• [Exercise materials]:
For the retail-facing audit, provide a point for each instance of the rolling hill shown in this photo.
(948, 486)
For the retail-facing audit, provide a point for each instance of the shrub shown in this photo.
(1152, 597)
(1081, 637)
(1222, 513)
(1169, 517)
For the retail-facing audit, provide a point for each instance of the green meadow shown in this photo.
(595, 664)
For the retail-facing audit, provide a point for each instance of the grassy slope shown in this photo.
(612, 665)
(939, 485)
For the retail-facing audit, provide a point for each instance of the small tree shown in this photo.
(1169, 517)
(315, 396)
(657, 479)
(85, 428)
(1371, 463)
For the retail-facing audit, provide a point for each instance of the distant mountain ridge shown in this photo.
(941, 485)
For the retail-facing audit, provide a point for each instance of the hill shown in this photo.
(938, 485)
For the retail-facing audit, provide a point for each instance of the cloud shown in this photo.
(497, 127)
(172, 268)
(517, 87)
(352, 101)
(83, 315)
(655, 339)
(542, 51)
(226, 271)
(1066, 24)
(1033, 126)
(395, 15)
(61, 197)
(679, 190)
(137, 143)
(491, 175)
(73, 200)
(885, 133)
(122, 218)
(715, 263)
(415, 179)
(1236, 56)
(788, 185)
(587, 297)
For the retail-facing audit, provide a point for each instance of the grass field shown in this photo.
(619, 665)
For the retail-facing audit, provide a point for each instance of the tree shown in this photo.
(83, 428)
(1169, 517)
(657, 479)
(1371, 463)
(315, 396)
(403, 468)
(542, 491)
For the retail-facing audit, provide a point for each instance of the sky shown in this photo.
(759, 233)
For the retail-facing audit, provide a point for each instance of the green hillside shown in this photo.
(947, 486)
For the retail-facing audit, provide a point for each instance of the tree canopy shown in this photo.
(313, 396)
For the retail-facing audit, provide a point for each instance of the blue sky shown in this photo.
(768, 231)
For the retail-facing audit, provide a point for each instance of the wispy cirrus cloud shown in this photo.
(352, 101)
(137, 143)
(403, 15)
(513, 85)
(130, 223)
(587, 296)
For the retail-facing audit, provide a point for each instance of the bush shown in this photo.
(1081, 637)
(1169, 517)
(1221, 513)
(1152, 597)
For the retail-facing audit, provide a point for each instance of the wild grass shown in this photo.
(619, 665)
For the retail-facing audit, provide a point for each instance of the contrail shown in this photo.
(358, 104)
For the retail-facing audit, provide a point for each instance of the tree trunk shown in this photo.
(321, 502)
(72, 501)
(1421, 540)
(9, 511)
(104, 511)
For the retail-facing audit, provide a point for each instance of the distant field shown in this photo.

• [Objective]: Present all of the lines above as a numbered list, omitting any blank lines.

• [Answer for this exercise]:
1. For the retail-facing audit, provide a point for each instance of the rolling hill shown in this photo.
2. (948, 486)
3. For the retail-facing audit, provide a point for each instance of the shrub shown in this photo.
4. (1152, 597)
5. (1081, 637)
6. (1222, 513)
7. (1169, 517)
8. For the retail-facing audit, provide a point for each instance of the green meadow shown in this photo.
9. (595, 664)
10. For the retail-facing audit, provide a point for each instance of the grassy slope shown in this photo.
11. (612, 665)
12. (939, 485)
13. For the retail-facing audit, provide a point for each instance of the small tree shown in this photo.
14. (1169, 517)
15. (315, 396)
16. (657, 479)
17. (85, 428)
18. (1371, 463)
19. For the retail-facing audit, provide a point for each instance of the distant mountain ridge shown in this photo.
20. (941, 485)
21. For the retail-facing audit, provide a point for each instance of the hill shown in this photo.
22. (938, 485)
23. For the retail-facing audit, provide a point for each instance of the cloud shown in this photo.
24. (497, 127)
25. (172, 268)
26. (517, 87)
27. (352, 101)
28. (83, 315)
29. (655, 339)
30. (542, 51)
31. (226, 271)
32. (1066, 24)
33. (1033, 126)
34. (395, 15)
35. (61, 197)
36. (679, 190)
37. (137, 143)
38. (491, 175)
39. (73, 200)
40. (885, 133)
41. (122, 218)
42. (715, 263)
43. (415, 179)
44. (1236, 56)
45. (788, 185)
46. (587, 297)
47. For the retail-facing audit, provide a point for each instance of the grass field shown in this photo.
48. (619, 665)
49. For the retail-facing audit, provide a point for each instance of the tree shown in this photo.
50. (83, 428)
51. (1169, 517)
52. (657, 479)
53. (1371, 463)
54. (315, 396)
55. (403, 468)
56. (542, 491)
57. For the retail-facing audit, provide a point for each instance of the sky shown in this photo.
58. (759, 233)
59. For the retail-facing audit, provide a point for each instance of the green hillside shown in this photo.
60. (947, 486)
61. For the retail-facing audit, provide a point for each instance of the tree canopy shown in this photo.
62. (313, 396)
63. For the retail-facing audit, provide a point for each instance of the blue sky shown in this photo.
64. (768, 231)
65. For the retail-facing audit, provide a point for each instance of the wispy cirrus cloud shown in this photo.
66. (352, 101)
67. (137, 143)
68. (403, 15)
69. (513, 85)
70. (130, 223)
71. (587, 296)
72. For the retail-facing audit, provide a point for each instance of the bush shown in this photo.
73. (1081, 637)
74. (1169, 517)
75. (1221, 513)
76. (1152, 597)
77. For the retail-facing audit, provide a point for each instance of the wild grass shown in this photo.
78. (619, 665)
79. For the retail-facing audit, provide a point for each instance of the contrail shown in this photo.
80. (358, 104)
81. For the retail-facing audit, provide a point for each instance of the tree trunk shown in this photo.
82. (321, 502)
83. (72, 501)
84. (1421, 540)
85. (9, 511)
86. (104, 511)
87. For the retail-facing audit, provide a point for each instance of the distant field shown in this photo.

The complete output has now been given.